* [GOAL]: Can you render everything from the start of the records down to the line containing "point(43, 10)", inclusive, as a Markdown table with the columns "Row" and "Line", leaving out any blank lines?

(Entries drawn from a collection)
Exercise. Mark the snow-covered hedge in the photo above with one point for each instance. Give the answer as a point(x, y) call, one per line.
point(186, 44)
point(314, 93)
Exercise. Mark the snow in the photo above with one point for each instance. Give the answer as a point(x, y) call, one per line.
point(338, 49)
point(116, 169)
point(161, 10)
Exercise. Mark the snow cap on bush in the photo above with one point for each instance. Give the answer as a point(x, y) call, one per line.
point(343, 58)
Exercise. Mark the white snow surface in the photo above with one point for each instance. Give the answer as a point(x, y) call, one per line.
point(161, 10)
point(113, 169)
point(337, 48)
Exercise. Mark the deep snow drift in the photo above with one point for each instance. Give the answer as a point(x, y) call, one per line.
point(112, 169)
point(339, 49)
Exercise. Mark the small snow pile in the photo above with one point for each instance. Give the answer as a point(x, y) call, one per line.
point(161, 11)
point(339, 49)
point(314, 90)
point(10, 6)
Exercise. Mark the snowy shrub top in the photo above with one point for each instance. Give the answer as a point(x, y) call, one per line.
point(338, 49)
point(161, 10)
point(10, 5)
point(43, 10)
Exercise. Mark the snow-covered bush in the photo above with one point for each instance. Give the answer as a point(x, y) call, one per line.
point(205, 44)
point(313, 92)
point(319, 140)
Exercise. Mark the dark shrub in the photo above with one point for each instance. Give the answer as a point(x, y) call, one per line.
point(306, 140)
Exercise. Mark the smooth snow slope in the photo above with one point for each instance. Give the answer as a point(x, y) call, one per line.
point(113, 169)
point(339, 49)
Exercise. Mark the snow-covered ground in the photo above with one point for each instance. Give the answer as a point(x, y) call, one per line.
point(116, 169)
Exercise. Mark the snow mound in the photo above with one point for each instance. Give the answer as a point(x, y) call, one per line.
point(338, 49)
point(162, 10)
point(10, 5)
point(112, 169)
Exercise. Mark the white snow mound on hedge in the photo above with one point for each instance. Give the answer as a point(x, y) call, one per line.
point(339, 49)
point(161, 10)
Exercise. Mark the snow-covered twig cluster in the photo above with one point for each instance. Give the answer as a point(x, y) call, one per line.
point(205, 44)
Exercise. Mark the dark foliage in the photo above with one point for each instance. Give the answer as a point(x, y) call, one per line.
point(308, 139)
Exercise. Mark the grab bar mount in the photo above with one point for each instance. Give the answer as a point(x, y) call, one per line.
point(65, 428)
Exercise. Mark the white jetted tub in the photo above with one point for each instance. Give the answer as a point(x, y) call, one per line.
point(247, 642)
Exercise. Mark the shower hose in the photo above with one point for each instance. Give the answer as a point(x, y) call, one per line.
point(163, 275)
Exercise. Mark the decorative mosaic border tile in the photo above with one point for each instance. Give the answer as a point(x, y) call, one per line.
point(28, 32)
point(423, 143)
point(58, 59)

* [SOLUTION TO THIS TASK]:
| Row | Line |
|---|---|
| 1 | Exercise. Mark the snow-covered hedge in the photo above with one point for each instance. Give the answer as a point(x, y) call, one per line. |
| 2 | point(186, 44) |
| 3 | point(314, 93) |
| 4 | Exercise. Mark the snow in the photo above with one point for each instance. Give the answer as a point(x, y) call, one per line. |
| 5 | point(338, 49) |
| 6 | point(116, 169) |
| 7 | point(161, 10) |
| 8 | Exercise. Mark the snow cap on bush in the photo above with one point for each instance. Give the answer as a point(x, y) call, one per line. |
| 9 | point(343, 58) |
| 10 | Exercise. Mark the white snow surface in the photo above with one point for each instance. Give the answer as a point(x, y) call, one per line. |
| 11 | point(161, 10) |
| 12 | point(113, 169) |
| 13 | point(337, 48) |
| 14 | Exercise. Mark the deep snow drift in the photo above with one point for each instance. Give the answer as a point(x, y) call, one per line. |
| 15 | point(112, 169) |
| 16 | point(339, 49) |
| 17 | Exercise. Mark the small snow pile in the photo above with one point for each instance. Give the answer as a point(x, y) call, one per line. |
| 18 | point(161, 11) |
| 19 | point(339, 49) |
| 20 | point(314, 90) |
| 21 | point(10, 6) |
| 22 | Exercise. Mark the snowy shrub top in the photo above with one point for each instance. Give the answer as a point(x, y) call, one per line. |
| 23 | point(338, 49) |
| 24 | point(161, 10) |
| 25 | point(10, 5) |
| 26 | point(43, 10) |